**Records shown**.
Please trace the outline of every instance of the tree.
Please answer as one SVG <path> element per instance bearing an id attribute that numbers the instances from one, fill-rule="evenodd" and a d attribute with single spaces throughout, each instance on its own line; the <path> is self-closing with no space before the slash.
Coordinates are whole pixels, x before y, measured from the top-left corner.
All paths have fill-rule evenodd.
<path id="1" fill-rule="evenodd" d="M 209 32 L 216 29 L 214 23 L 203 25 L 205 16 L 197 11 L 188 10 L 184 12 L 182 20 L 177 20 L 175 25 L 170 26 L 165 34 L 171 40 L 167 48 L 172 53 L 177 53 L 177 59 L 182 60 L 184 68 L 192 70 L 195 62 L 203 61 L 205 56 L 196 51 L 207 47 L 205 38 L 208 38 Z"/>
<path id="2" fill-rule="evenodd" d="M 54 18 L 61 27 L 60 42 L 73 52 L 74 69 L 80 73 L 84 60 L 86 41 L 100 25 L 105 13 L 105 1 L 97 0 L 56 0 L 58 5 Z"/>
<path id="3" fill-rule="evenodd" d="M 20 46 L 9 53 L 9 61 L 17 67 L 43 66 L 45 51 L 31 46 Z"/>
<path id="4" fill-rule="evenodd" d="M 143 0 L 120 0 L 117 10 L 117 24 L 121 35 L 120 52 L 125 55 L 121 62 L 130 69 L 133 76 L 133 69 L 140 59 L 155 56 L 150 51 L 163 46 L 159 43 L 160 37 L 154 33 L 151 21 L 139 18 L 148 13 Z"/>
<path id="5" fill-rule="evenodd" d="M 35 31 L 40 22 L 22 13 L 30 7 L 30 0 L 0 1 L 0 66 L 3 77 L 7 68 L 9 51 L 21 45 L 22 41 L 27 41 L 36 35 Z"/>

**Direction**.
Lay out every line of the listing above as a JSON list of strings, one string per line, leaving out any blank lines.

**Exercise response**.
[
  "Please trace the outline of every instance of the tree.",
  "Please answer as one SVG <path> element per instance bearing an id attribute that numbers the instances from one, fill-rule=\"evenodd\" and a d attribute with single spaces throughout, each instance on its own line; the <path> is self-closing with no space before the slash.",
  "Coordinates are whole pixels, x before y, measured from the top-left corner.",
  "All paths have fill-rule evenodd.",
  "<path id=\"1\" fill-rule=\"evenodd\" d=\"M 209 32 L 216 29 L 214 23 L 203 25 L 205 16 L 197 11 L 188 10 L 184 12 L 182 20 L 177 20 L 175 25 L 170 26 L 165 34 L 171 40 L 167 48 L 172 53 L 177 53 L 177 59 L 182 60 L 184 68 L 192 70 L 195 62 L 203 61 L 205 56 L 196 51 L 207 47 L 205 38 L 208 38 Z\"/>",
  "<path id=\"2\" fill-rule=\"evenodd\" d=\"M 54 18 L 61 27 L 60 42 L 73 52 L 74 69 L 80 73 L 84 60 L 86 41 L 100 25 L 105 13 L 105 1 L 97 0 L 56 0 L 58 5 Z\"/>",
  "<path id=\"3\" fill-rule=\"evenodd\" d=\"M 20 46 L 9 53 L 9 61 L 17 67 L 43 66 L 45 51 L 31 46 Z\"/>",
  "<path id=\"4\" fill-rule=\"evenodd\" d=\"M 143 0 L 120 0 L 117 10 L 117 24 L 121 35 L 120 52 L 125 55 L 121 62 L 130 69 L 133 76 L 133 69 L 140 59 L 155 56 L 150 51 L 163 46 L 159 43 L 160 37 L 154 33 L 151 21 L 139 18 L 148 13 Z\"/>",
  "<path id=\"5\" fill-rule=\"evenodd\" d=\"M 35 31 L 40 22 L 22 13 L 30 7 L 30 0 L 0 1 L 0 66 L 3 77 L 7 68 L 9 51 L 21 45 L 22 41 L 27 41 L 36 35 Z\"/>"
]